# [BRIEF]
List every line in the entries below that contains the string "stem", matching case exactly.

# [DATA ROWS]

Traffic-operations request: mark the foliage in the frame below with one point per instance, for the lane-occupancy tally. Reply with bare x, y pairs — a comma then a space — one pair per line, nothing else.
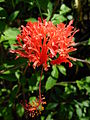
67, 90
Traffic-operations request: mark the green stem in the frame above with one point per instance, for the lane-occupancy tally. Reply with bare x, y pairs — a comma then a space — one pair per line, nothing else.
39, 10
40, 86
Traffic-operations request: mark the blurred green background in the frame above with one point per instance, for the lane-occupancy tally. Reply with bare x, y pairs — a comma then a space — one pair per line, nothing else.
67, 90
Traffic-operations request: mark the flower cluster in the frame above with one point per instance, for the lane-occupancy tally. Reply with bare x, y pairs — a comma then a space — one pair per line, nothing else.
43, 43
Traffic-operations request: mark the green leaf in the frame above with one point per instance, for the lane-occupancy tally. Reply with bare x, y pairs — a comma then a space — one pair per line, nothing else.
54, 72
51, 106
13, 15
57, 18
62, 69
84, 83
3, 13
50, 83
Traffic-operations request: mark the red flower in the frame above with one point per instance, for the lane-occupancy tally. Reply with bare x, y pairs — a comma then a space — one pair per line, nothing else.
42, 42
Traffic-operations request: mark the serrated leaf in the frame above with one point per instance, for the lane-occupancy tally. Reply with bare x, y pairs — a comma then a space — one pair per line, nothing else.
50, 83
13, 15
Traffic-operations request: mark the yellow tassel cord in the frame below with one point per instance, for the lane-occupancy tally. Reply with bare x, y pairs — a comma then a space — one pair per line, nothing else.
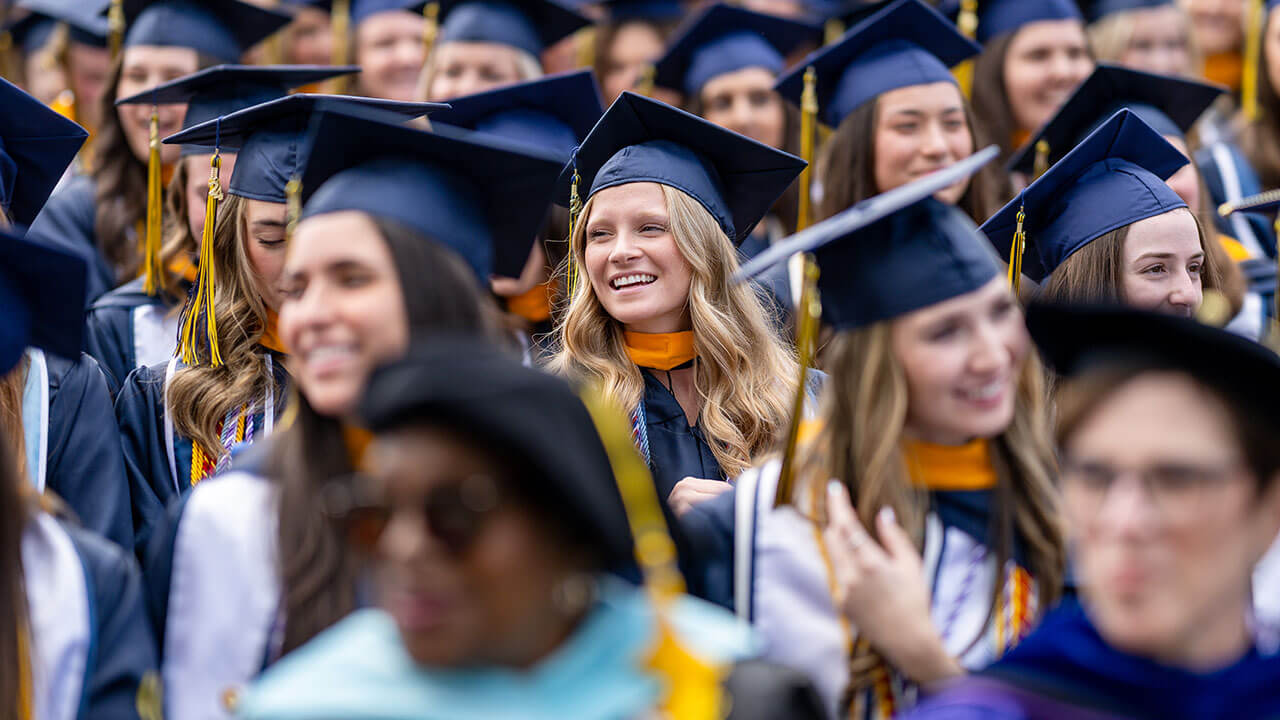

# [RESPONSE TO THIS TASK]
Traffic-operations request: mark the green stem in the frame above with one point per instance, for the lane-occupancy tally. Reply with bare x, y pairs — a comma then a space — one pair per line, nothing else.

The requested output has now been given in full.